Rewrite all the lines below as a Markdown table with the columns "No." and "Line". Number each row, skip any blank lines, and leave out the pictures.

╔══

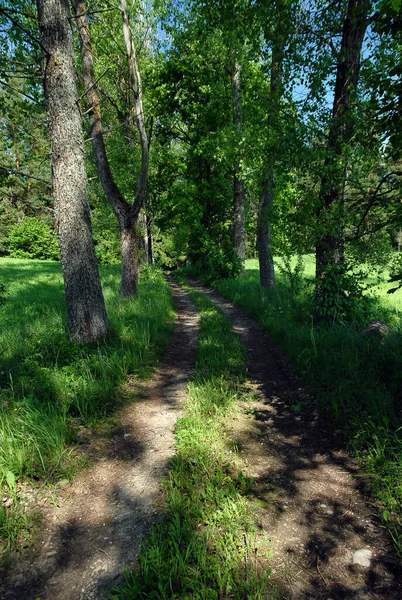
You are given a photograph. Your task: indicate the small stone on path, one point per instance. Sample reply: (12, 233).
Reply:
(362, 558)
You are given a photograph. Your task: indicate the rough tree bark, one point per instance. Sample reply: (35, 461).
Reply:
(239, 223)
(127, 214)
(330, 246)
(87, 319)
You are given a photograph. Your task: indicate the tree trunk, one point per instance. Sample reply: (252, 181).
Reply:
(129, 266)
(151, 259)
(87, 319)
(330, 245)
(136, 88)
(127, 215)
(265, 258)
(239, 223)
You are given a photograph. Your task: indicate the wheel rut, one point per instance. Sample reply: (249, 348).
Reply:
(309, 492)
(94, 529)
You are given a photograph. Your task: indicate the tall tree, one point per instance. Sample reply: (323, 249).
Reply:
(330, 245)
(87, 319)
(127, 214)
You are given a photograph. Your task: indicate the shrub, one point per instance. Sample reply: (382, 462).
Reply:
(214, 261)
(32, 238)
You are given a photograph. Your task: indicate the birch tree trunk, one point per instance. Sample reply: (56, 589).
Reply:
(87, 319)
(239, 224)
(330, 246)
(127, 214)
(265, 258)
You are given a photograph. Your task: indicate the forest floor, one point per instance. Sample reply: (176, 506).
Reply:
(308, 493)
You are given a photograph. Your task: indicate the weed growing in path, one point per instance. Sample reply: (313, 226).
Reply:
(207, 547)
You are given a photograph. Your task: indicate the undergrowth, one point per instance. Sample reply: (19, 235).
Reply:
(51, 387)
(356, 376)
(207, 546)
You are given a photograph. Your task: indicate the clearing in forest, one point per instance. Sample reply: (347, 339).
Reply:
(302, 488)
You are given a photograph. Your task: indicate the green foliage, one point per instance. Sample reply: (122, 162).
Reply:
(212, 261)
(340, 298)
(51, 386)
(32, 238)
(207, 545)
(396, 273)
(292, 274)
(357, 377)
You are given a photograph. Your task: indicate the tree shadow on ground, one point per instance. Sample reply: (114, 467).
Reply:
(307, 488)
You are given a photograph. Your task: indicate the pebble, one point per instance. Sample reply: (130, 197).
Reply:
(362, 557)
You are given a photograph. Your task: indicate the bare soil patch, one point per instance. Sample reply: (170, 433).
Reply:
(309, 492)
(93, 529)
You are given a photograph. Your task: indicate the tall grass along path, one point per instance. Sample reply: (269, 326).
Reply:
(306, 489)
(93, 530)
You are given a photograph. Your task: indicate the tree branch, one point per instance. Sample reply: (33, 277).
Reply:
(14, 172)
(374, 198)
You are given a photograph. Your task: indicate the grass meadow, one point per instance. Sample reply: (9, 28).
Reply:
(206, 547)
(356, 376)
(51, 387)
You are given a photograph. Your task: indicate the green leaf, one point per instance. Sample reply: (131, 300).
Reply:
(10, 478)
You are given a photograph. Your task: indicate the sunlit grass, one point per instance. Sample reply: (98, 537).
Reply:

╚══

Task output
| No. | Line |
|---|---|
| 1 | You are given a photograph. Your task: indicate the small stone on path, one point per instance. Sample reply: (12, 233). |
| 2 | Reply: |
| 3 | (362, 558) |
| 4 | You are given a photograph. Your task: indicate the rough tree bark, one point per instance. Sample reply: (35, 461). |
| 5 | Reply: |
| 6 | (239, 223) |
| 7 | (127, 214) |
| 8 | (330, 246) |
| 9 | (87, 319) |
| 10 | You are given a photograph. Your task: indicate the tree trunk, one point per instance. Sample reply: (252, 181). |
| 11 | Reply: |
| 12 | (129, 266) |
| 13 | (151, 259) |
| 14 | (87, 319) |
| 15 | (330, 245) |
| 16 | (136, 88) |
| 17 | (127, 215) |
| 18 | (265, 258) |
| 19 | (239, 223) |
| 20 | You are given a photograph. Your task: indicate the wheel rut, one point per instance. Sample reply: (249, 348). |
| 21 | Reply: |
| 22 | (309, 492) |
| 23 | (94, 529) |
| 24 | You are given a photograph. Your task: indicate the tall tree, one point per instance. Sample reply: (323, 249). |
| 25 | Reply: |
| 26 | (330, 245) |
| 27 | (87, 319) |
| 28 | (127, 214) |
| 29 | You are given a photograph. Your task: indicate the shrub, one point per instance. Sample reply: (382, 462). |
| 30 | Reply: |
| 31 | (214, 261) |
| 32 | (32, 238) |
| 33 | You are given a photograph. Your task: indicate the birch tree trunk, one point per instance. Sample reply: (56, 589). |
| 34 | Reply: |
| 35 | (87, 319) |
| 36 | (239, 224) |
| 37 | (330, 246) |
| 38 | (127, 214) |
| 39 | (265, 258) |
| 40 | You are given a photograph. Your task: indicate the forest floor, one point per instance. Sample reply: (176, 506). |
| 41 | Reply: |
| 42 | (308, 493) |
| 43 | You are given a photograph. Your task: indicate the weed growing in path, one point per instance. Sample reply: (313, 226). |
| 44 | Reply: |
| 45 | (207, 547) |
| 46 | You are given a photograph. Your task: indicate the undergrowth, one point per instance. Sample reply: (19, 235). |
| 47 | Reply: |
| 48 | (51, 387) |
| 49 | (356, 376) |
| 50 | (207, 546) |
| 51 | You are given a photograph. Your task: indicate the clearing in forest, one point per instance. Sample reply: (347, 339). |
| 52 | Reply: |
| 53 | (302, 488) |
| 54 | You are given a photograph. Your task: indicate the green foliage, one point per instance. Sample reply: (122, 162). |
| 55 | Reply: |
| 56 | (212, 261) |
| 57 | (340, 298) |
| 58 | (51, 386) |
| 59 | (32, 238) |
| 60 | (207, 545) |
| 61 | (396, 273) |
| 62 | (292, 274) |
| 63 | (357, 377) |
| 64 | You are given a photograph. Your task: indicate the tree shadow on ground, one point per instance. Sample reply: (114, 467). |
| 65 | Reply: |
| 66 | (307, 488) |
| 67 | You are given a photograph. Your task: indicate the pebble, one point per instance. Sample reply: (130, 197). |
| 68 | Reply: |
| 69 | (362, 557) |
| 70 | You are given a photograph. Your task: indicate the bare soil patch, one point per instance. Sample reply: (170, 433). |
| 71 | Reply: |
| 72 | (309, 492) |
| 73 | (93, 529) |
| 74 | You are given a photograph. Your task: indicate the tall grass along path, one point per instance. Sample reply: (269, 326). |
| 75 | Reply: |
| 76 | (306, 489) |
| 77 | (93, 530) |
| 78 | You are given a photograph. Your task: indicate the tree branch, one point per instance. Sample reply: (33, 277). |
| 79 | Reply: |
| 80 | (14, 172) |
| 81 | (374, 198) |
| 82 | You are given a photograph. Your task: indicate the grass meadow, one point per instance. Sample reply: (9, 28). |
| 83 | Reply: |
| 84 | (206, 547) |
| 85 | (356, 376) |
| 86 | (51, 387) |
| 87 | You are given a photograph. Your task: indicate the green leaf, one point per instance. Sample reply: (131, 300). |
| 88 | Reply: |
| 89 | (10, 478) |
| 90 | You are given a photograph. Your task: indicate the sunlit grass, one point per instance. Sample reply: (98, 537). |
| 91 | Reply: |